SELECTED EXCERPT
━━━━━━━━━━━━━━━━

Releases are fully automated. Append one of these tags anywhere in your commit message (or PR title when squash-merging) to trigger a release:

| Tag | Bump | Example |
|---|---|---|
| `[fix]` | patch (`0.1.0 → 0.1.1`) | `fix null value in CSV output [fix]` |
| `[minor]` | minor (`0.1.0 → 0.2.0`) | `add streaming API [minor]` |
| `[major]` | major (`0.1.0 → 1.0.0`) | `redesign public API [major]` |

The release pipeline then:
1. Bumps `version` in `Cargo.toml` and `pyproject.toml`
2. Prepends an entry to `CHANGELOG.md`
3. Commits (`chore: bump version to X.Y.Z`) and creates a `vX.Y.Z` git tag
4. Builds wheels for Linux x86\_64/aarch64, macOS universal2, Windows x86\_64
5. Publishes to PyPI via OIDC trusted publishing (no secrets needed)

━━━━━━━━━━━━━━━━

SOURCE DATA
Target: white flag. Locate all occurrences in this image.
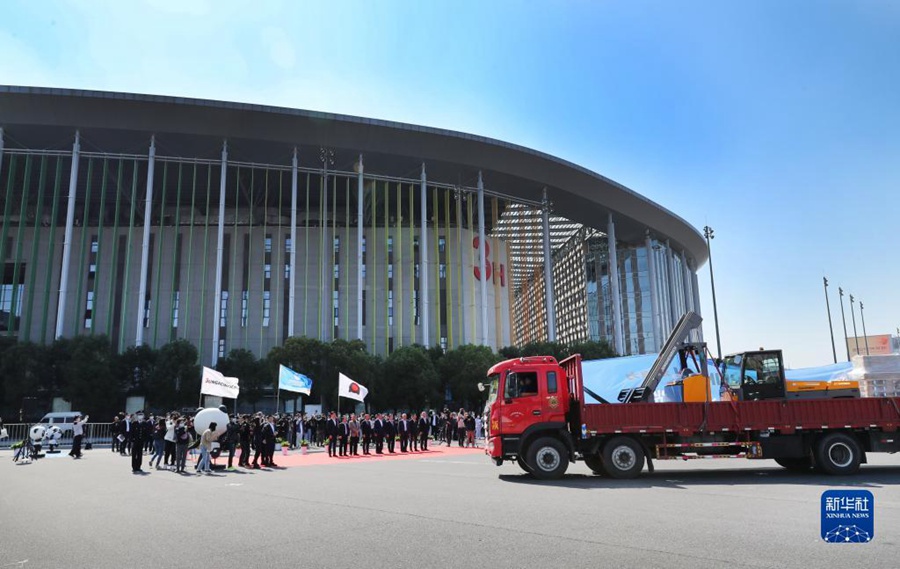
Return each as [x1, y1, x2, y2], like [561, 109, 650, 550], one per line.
[338, 373, 369, 401]
[200, 367, 241, 399]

━━━━━━━━━━━━━━━━

GOAL 1
How does the release pipeline in the release automation text publish to PyPI?
GOAL 2
Continue the release automation text from the point where it stops.
The data is separate material from the release automation text.

RESPONSE 1
It publishes via OIDC trusted publishing, with no secrets needed.

RESPONSE 2
6. Creates a GitHub Release with the changelog entry and wheel artifacts

### One-time PyPI setup (trusted publishing)

1. Go to **PyPI → Your projects → fast-xml-flattener → Publishing → Add a publisher**
2. Set: GitHub owner `andree0`, repo `fast-xml-flattener`, workflow `release.yml`, environment `pypi`
3. On GitHub: **Settings → Environments → New environment** named `pypi`

No API tokens or secrets are required — OIDC handles authentication.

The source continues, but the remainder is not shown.